(Text under study begins)
Last week a very dear one to me had a miscarriage and lost her baby. As it was happening I felt frantic, helpless and worried. I desperately wished that there was something I could do to help, to change it, despite knowing that the majority of miscarriages are due to a developmental abnormality, which, in the greater perspective, is a blessing for the child to be freed from that and also having faith that the baby’s soul is off to a much better place.
So we prayed and we cried and we read an amazing story about the Garden of God.
The Garden of God
“Ridvaniyyih Khanum related that when her child was ill, the Master came and gave two pink roses to the little one, then, turning to the mother, He said in His musical voice so full of love: “Be patient.” That evening the child passed away.
“Ridvanniyyih,” said the Master, “there is a Garden of God. Human beings are trees growing therein. The Gardener is our Father. When He sees a little tree in a place too small for her development, He prepares a suitable and more beautiful place, where she may grow and bear fruit. Then He transplants that little tree. The other trees marvel, saying: “This is a lovely little tree. For what reason does the Gardener uproot it?” The Divine Gardener, alone, knows the reason.”
(Text under study ends)
§ What is being asked
Reproduce everything in the reflection on the Garden of God from "Last week a" down to "child passed away.".
(Excerpted records begins)
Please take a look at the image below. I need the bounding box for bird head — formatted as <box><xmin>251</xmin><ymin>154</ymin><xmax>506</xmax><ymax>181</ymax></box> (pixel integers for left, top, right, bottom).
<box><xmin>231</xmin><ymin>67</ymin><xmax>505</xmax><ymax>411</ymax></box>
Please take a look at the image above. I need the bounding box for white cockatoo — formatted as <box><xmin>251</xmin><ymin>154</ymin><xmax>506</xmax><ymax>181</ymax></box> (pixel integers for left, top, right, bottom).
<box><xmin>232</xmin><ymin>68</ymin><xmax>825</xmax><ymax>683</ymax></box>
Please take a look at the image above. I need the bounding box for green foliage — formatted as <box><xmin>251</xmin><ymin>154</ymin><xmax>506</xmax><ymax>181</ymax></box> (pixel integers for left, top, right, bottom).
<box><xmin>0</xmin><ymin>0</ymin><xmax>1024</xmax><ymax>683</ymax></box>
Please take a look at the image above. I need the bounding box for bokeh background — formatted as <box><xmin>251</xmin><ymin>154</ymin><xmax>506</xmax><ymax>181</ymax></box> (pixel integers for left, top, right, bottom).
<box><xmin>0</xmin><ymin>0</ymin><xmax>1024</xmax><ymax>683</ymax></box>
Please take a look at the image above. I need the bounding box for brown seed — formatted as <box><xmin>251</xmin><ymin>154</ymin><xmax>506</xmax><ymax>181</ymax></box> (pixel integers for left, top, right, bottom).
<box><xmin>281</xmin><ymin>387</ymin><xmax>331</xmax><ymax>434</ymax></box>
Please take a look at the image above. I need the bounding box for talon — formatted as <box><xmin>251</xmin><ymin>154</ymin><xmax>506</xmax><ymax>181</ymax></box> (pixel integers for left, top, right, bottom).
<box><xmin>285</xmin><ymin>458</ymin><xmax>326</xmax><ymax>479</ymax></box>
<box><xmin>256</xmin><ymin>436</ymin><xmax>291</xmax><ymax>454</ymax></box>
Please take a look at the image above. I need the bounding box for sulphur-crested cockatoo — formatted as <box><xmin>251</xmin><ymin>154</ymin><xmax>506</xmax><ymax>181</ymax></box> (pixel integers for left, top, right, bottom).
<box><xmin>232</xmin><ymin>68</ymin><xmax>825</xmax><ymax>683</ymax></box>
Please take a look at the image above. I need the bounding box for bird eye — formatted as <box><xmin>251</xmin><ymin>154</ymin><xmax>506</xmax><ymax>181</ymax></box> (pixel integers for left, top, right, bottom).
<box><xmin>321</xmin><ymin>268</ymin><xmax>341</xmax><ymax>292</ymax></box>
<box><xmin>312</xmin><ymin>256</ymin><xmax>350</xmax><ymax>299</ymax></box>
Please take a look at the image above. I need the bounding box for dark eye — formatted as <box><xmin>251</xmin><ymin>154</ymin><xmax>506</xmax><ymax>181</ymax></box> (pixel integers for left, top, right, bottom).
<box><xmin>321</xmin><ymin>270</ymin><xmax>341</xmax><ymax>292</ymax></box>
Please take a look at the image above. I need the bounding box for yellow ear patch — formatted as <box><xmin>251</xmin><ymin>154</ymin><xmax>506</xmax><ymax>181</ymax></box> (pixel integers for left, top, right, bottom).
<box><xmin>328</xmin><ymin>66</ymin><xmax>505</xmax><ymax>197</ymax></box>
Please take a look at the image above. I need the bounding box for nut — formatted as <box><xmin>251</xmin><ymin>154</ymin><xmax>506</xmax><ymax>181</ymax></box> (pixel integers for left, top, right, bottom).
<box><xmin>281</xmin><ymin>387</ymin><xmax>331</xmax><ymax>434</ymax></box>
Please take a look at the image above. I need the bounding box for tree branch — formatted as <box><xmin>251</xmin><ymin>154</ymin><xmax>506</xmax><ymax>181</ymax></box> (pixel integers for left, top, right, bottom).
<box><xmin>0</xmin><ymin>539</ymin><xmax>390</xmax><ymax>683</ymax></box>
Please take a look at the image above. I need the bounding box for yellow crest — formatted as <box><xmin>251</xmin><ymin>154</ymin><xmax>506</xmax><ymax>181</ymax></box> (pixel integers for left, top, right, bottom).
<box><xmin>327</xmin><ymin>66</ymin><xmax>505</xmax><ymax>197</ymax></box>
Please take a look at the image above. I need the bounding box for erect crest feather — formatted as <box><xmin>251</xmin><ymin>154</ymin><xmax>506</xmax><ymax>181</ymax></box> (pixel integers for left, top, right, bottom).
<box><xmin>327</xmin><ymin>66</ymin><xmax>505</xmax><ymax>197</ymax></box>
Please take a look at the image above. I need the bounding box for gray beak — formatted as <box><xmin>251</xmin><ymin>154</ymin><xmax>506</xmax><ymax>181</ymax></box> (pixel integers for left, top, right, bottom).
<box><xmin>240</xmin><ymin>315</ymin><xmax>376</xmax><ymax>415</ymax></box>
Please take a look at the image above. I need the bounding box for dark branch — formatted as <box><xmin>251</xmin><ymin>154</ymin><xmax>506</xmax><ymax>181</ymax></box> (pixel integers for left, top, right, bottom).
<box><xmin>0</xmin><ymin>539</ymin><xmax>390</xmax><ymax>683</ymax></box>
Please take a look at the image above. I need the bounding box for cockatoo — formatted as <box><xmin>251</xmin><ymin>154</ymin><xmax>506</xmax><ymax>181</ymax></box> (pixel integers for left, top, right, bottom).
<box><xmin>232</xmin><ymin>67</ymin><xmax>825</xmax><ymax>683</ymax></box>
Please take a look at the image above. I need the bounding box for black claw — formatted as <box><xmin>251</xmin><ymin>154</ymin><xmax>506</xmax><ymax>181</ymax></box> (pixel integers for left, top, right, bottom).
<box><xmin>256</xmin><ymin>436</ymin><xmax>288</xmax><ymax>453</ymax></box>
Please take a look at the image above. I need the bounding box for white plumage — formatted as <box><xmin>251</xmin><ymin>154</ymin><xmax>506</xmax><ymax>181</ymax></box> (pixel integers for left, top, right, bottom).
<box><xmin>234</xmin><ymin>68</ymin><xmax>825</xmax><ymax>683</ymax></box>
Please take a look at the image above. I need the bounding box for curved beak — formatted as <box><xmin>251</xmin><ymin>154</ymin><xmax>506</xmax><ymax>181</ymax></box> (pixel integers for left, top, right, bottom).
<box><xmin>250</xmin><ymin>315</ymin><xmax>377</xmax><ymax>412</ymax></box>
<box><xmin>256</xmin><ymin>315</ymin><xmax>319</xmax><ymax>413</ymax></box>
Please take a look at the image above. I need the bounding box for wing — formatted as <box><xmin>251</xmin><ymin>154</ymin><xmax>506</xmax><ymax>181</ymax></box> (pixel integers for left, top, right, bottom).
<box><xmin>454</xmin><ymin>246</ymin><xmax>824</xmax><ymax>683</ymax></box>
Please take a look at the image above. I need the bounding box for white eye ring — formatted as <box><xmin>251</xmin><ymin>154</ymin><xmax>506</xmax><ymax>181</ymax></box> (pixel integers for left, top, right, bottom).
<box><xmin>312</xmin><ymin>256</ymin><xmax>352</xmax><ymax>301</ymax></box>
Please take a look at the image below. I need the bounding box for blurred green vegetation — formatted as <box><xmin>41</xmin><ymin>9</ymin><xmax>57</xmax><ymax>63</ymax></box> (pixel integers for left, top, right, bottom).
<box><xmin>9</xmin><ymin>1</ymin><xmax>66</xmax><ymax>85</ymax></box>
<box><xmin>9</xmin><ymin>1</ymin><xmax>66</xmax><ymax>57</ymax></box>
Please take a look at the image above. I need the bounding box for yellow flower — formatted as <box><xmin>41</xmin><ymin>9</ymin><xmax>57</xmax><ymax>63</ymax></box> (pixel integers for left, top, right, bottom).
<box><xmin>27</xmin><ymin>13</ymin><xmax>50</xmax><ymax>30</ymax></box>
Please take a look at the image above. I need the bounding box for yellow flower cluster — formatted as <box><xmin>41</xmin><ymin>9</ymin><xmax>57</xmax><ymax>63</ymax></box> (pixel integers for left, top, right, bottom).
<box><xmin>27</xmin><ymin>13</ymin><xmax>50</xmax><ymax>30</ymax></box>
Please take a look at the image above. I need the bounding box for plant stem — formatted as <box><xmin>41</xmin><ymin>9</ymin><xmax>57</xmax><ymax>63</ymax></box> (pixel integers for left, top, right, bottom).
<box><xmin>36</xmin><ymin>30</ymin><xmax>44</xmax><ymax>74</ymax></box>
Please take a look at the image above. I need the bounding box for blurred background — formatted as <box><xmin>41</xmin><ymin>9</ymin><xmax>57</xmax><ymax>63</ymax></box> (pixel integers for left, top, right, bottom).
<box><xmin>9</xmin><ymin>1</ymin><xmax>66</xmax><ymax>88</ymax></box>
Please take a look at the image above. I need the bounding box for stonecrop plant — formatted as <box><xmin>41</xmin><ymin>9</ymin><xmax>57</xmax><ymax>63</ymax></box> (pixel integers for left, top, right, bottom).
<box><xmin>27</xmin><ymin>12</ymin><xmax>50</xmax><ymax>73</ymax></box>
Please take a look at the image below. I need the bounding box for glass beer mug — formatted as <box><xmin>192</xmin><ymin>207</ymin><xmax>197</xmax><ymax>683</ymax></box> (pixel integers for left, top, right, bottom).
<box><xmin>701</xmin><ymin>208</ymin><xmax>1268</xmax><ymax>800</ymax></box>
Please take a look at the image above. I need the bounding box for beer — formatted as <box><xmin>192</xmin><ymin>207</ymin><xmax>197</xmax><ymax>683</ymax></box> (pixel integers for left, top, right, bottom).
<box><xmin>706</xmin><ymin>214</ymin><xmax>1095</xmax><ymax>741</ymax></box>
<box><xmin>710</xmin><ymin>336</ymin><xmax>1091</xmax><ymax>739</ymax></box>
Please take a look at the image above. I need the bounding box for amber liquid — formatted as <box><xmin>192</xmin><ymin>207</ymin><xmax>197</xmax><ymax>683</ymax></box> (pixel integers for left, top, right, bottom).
(Excerpted records ends)
§ Solution below
Last week a very dear one to me had a miscarriage and lost her baby. As it was happening I felt frantic, helpless and worried. I desperately wished that there was something I could do to help, to change it, despite knowing that the majority of miscarriages are due to a developmental abnormality, which, in the greater perspective, is a blessing for the child to be freed from that and also having faith that the baby’s soul is off to a much better place.
So we prayed and we cried and we read an amazing story about the Garden of God.
The Garden of God
“Ridvaniyyih Khanum related that when her child was ill, the Master came and gave two pink roses to the little one, then, turning to the mother, He said in His musical voice so full of love: “Be patient.” That evening the child passed away.